◆ **WHAT YOU ARE ASKED TO DO**: Line by line, transcribe the listing below without omission.

◆ **THE DATA**:
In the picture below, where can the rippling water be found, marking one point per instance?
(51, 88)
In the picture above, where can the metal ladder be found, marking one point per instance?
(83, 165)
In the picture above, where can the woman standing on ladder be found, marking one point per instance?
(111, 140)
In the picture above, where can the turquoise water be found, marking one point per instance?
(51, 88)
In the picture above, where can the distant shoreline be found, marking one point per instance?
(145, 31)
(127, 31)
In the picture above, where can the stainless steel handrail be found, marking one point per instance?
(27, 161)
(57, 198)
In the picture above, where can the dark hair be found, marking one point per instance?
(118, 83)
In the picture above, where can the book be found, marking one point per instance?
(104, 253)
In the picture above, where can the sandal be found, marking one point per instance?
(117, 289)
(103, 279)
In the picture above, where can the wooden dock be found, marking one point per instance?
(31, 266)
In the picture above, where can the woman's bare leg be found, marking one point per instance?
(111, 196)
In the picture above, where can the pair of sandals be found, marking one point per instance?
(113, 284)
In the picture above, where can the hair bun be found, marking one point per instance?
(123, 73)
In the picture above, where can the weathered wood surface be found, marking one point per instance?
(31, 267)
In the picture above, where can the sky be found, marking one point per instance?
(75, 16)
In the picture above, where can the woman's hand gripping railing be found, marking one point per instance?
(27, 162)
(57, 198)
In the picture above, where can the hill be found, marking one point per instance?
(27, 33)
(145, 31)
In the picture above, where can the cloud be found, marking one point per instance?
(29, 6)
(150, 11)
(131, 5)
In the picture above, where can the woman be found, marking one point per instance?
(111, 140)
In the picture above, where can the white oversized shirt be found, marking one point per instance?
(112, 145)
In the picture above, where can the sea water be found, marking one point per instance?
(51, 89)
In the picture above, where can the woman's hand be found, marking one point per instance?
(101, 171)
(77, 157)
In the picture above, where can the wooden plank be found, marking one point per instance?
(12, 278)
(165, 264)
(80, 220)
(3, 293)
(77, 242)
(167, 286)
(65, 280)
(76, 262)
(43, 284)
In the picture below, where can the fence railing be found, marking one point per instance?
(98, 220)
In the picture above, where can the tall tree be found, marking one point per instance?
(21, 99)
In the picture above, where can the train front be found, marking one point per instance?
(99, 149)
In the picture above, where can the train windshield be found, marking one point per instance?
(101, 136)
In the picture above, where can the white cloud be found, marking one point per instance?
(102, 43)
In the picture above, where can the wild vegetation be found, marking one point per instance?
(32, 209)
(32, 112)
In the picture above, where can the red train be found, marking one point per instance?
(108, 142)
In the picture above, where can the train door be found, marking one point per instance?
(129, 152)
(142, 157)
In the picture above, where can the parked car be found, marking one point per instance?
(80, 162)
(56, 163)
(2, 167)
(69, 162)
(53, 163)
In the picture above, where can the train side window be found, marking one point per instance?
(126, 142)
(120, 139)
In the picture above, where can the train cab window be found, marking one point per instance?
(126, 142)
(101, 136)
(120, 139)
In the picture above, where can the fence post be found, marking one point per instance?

◆ **RESPONSE TO THIS TASK**:
In the picture below, where can the rippling water be found, marking one point per instance?
(51, 88)
In the picture above, where can the metal ladder be found, marking one point per instance?
(83, 165)
In the picture above, where can the woman standing on ladder be found, marking one point per instance?
(111, 140)
In the picture above, where can the turquoise water be found, marking one point per instance?
(51, 88)
In the picture above, where can the distant shoreline be found, marking one point per instance?
(145, 31)
(127, 31)
In the picture above, where can the stainless steel handrail be found, marking one point per instance?
(27, 161)
(57, 198)
In the picture above, where can the dark hair be found, marking one point per instance?
(118, 83)
In the picture above, where can the book be found, marking one point per instance?
(104, 253)
In the picture above, where can the sandal be found, marking one point per instance?
(117, 289)
(103, 279)
In the picture above, where can the wooden dock be found, marking one point per instance?
(31, 266)
In the picture above, where can the woman's bare leg be found, marking one point per instance?
(111, 196)
In the picture above, where can the pair of sandals be found, marking one point per instance?
(113, 284)
In the picture above, where can the hair bun be found, marking one point per instance?
(123, 73)
In the picture above, where can the weathered wood surface be found, marking one point per instance?
(31, 267)
In the picture above, where can the sky be found, marking one point per instance?
(75, 16)
In the picture above, where can the woman's hand gripping railing be found, marking one point per instance?
(27, 162)
(57, 198)
In the picture above, where can the hill be found, marking one point per instance?
(27, 33)
(145, 31)
In the picture above, where can the cloud be found, marking one point per instance?
(29, 6)
(150, 11)
(131, 5)
In the picture above, where can the woman be found, marking one point per instance?
(111, 140)
In the picture above, where can the white oversized shirt be found, marking one point per instance?
(112, 145)
In the picture above, where can the sea water be found, marking one point per instance?
(51, 89)
In the picture above, where can the woman's hand be found, marking one point per instance?
(101, 171)
(77, 157)
In the picture above, where can the wooden plank be found, marking one point per instance?
(12, 278)
(165, 264)
(80, 220)
(3, 293)
(77, 242)
(167, 286)
(65, 280)
(76, 262)
(43, 284)
In the picture below, where can the fence railing be found, marking one point per instance?
(98, 220)
In the picture above, where can the tall tree be found, marking one point per instance?
(21, 99)
In the picture above, where can the train front be found, marking one point per instance?
(99, 149)
In the picture above, where can the train windshield be found, marking one point per instance?
(101, 136)
In the picture above, where can the white cloud be found, marking one point per instance?
(102, 43)
In the picture above, where can the wild vegetation be found, marking one point per instance?
(32, 209)
(32, 112)
In the picture above, where can the red train be found, marking one point per instance?
(108, 142)
In the picture above, where can the train door be found, marking one point per instance?
(129, 152)
(142, 157)
In the picture above, where can the parked car be found, marking one point per instance?
(80, 162)
(56, 163)
(2, 167)
(69, 162)
(53, 163)
In the picture above, where can the train side window be found, marking one point per instance?
(126, 142)
(120, 139)
In the picture above, where can the train cab window be found, marking one point per instance?
(126, 142)
(101, 136)
(120, 139)
In the picture above, where can the fence post be found, marking one point per instance?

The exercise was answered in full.